*** The input ***

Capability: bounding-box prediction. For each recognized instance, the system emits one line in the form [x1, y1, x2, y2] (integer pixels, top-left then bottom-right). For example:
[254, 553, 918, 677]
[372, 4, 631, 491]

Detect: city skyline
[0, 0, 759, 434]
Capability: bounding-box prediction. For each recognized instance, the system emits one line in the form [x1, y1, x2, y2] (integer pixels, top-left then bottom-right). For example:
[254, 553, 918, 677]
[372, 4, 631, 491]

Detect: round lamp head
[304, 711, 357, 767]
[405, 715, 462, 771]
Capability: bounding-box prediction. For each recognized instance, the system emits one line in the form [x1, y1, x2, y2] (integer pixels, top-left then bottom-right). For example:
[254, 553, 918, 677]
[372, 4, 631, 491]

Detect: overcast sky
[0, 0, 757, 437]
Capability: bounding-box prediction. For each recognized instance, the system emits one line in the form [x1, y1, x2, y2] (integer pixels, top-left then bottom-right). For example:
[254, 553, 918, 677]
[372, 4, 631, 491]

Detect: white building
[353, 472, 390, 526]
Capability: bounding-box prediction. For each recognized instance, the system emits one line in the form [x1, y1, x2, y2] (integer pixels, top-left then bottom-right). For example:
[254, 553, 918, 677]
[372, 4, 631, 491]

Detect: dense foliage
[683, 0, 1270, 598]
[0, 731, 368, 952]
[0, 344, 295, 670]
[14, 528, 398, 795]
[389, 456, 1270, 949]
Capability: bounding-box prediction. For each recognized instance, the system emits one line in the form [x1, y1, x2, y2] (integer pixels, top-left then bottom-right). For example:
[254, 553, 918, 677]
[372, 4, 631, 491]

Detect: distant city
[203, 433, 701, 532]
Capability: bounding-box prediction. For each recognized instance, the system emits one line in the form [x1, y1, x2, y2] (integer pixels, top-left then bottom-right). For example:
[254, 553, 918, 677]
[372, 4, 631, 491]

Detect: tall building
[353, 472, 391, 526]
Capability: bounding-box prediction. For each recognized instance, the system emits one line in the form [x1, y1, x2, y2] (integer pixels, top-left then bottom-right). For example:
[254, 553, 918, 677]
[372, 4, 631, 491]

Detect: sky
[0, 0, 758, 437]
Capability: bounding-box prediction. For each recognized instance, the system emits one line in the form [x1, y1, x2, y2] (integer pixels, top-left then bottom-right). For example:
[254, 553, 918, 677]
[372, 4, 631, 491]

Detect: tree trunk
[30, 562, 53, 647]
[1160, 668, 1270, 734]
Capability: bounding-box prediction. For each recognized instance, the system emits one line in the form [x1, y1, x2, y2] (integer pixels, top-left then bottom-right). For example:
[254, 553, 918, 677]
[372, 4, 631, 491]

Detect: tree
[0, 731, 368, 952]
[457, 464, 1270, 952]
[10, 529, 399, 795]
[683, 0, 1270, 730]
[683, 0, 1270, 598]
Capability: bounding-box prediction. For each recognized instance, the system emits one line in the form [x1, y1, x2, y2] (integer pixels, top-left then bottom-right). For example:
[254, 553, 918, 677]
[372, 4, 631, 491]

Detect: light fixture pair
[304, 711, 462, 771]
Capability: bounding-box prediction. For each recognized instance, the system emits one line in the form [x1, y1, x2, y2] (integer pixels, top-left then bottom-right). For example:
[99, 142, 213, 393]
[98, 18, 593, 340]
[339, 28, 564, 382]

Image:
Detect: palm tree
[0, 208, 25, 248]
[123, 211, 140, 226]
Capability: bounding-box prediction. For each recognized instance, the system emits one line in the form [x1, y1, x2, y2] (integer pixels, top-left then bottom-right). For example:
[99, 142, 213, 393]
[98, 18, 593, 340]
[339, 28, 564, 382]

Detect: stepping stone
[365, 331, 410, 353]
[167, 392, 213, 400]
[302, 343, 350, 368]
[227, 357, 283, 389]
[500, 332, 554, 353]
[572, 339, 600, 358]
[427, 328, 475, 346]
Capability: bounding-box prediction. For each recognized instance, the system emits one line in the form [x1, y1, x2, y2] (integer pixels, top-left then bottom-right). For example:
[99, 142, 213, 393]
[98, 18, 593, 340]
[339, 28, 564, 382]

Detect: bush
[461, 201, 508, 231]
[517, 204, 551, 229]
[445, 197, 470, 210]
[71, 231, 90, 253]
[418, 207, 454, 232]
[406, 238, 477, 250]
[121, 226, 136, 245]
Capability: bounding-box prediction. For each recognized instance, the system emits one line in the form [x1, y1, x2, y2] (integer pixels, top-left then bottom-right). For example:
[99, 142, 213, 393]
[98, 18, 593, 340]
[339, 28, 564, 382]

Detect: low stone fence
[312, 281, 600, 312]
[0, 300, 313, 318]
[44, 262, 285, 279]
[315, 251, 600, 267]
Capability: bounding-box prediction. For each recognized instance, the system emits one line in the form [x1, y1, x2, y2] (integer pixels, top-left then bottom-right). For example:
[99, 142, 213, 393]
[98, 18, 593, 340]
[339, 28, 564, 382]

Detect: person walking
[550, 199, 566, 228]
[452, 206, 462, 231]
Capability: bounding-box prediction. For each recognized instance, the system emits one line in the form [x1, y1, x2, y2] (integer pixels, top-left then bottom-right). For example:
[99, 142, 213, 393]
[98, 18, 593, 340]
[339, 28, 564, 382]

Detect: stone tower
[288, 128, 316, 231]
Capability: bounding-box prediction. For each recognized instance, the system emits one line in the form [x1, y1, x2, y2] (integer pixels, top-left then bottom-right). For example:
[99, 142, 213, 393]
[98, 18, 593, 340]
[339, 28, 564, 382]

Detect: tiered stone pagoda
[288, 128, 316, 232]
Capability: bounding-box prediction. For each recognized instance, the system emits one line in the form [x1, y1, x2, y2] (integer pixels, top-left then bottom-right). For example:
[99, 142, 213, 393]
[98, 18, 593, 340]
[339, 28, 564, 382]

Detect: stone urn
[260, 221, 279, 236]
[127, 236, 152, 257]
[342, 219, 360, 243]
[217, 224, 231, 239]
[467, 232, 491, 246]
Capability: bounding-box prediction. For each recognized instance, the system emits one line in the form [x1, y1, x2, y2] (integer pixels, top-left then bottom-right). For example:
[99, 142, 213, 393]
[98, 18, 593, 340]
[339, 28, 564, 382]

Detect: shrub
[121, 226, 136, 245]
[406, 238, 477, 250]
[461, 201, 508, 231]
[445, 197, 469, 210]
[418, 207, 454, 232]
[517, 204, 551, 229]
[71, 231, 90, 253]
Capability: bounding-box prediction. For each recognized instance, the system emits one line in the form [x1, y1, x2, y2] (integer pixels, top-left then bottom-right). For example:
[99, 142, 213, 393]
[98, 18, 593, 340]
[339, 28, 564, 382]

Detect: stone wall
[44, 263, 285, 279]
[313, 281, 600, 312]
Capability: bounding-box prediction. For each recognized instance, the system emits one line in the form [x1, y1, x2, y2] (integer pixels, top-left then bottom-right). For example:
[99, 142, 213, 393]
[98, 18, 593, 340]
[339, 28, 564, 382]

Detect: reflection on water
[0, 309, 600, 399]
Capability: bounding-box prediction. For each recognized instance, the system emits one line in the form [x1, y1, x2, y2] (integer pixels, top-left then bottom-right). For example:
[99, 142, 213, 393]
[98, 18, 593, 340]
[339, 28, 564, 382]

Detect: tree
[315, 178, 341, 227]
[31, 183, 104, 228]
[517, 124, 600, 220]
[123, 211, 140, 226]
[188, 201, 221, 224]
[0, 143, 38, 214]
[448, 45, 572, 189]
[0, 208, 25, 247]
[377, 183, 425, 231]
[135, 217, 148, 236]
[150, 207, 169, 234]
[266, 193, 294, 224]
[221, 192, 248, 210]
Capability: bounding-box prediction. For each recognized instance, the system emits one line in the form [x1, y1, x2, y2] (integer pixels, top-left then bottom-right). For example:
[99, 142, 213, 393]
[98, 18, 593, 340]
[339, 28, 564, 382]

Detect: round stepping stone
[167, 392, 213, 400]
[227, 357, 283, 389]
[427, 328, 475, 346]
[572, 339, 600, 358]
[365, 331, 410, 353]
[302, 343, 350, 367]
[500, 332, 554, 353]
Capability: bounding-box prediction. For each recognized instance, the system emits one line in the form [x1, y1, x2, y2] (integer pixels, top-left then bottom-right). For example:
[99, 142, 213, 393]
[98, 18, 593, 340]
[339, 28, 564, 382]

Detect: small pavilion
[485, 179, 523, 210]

***

● Work to do
Please copy the listing from its first line up to and including the line with "[0, 0, 757, 437]". Multiply every bounding-box coordinate in the answers by 0.35 and round to whole numbers, rounding halves up, while leaving all other lines, including the sample coordinates, as they are.

● Answer to the task
Capability: bounding-box prediction. For each recognized instance, the system emits one line in the form [x1, y1, x2, y2] (integer pixels, top-left then bottom-right). For example:
[254, 553, 918, 677]
[372, 4, 631, 491]

Detect: city skyline
[0, 0, 266, 152]
Capability: bounding-box prediction. For each recognized instance, the system emits one line in the form [x1, y1, x2, y2] (integer pixels, top-left then bottom-right). For example:
[254, 553, 918, 677]
[372, 4, 631, 491]

Detect: round lamp head
[106, 249, 125, 268]
[142, 250, 162, 270]
Capability: bounding-box prediction. For each recognized instance, the system emits one line in the form [x1, y1, x2, y2] (integer pixels, top-left then bottom-right). For example:
[254, 553, 918, 677]
[372, 4, 631, 491]

Detect: overcast sky
[0, 0, 265, 153]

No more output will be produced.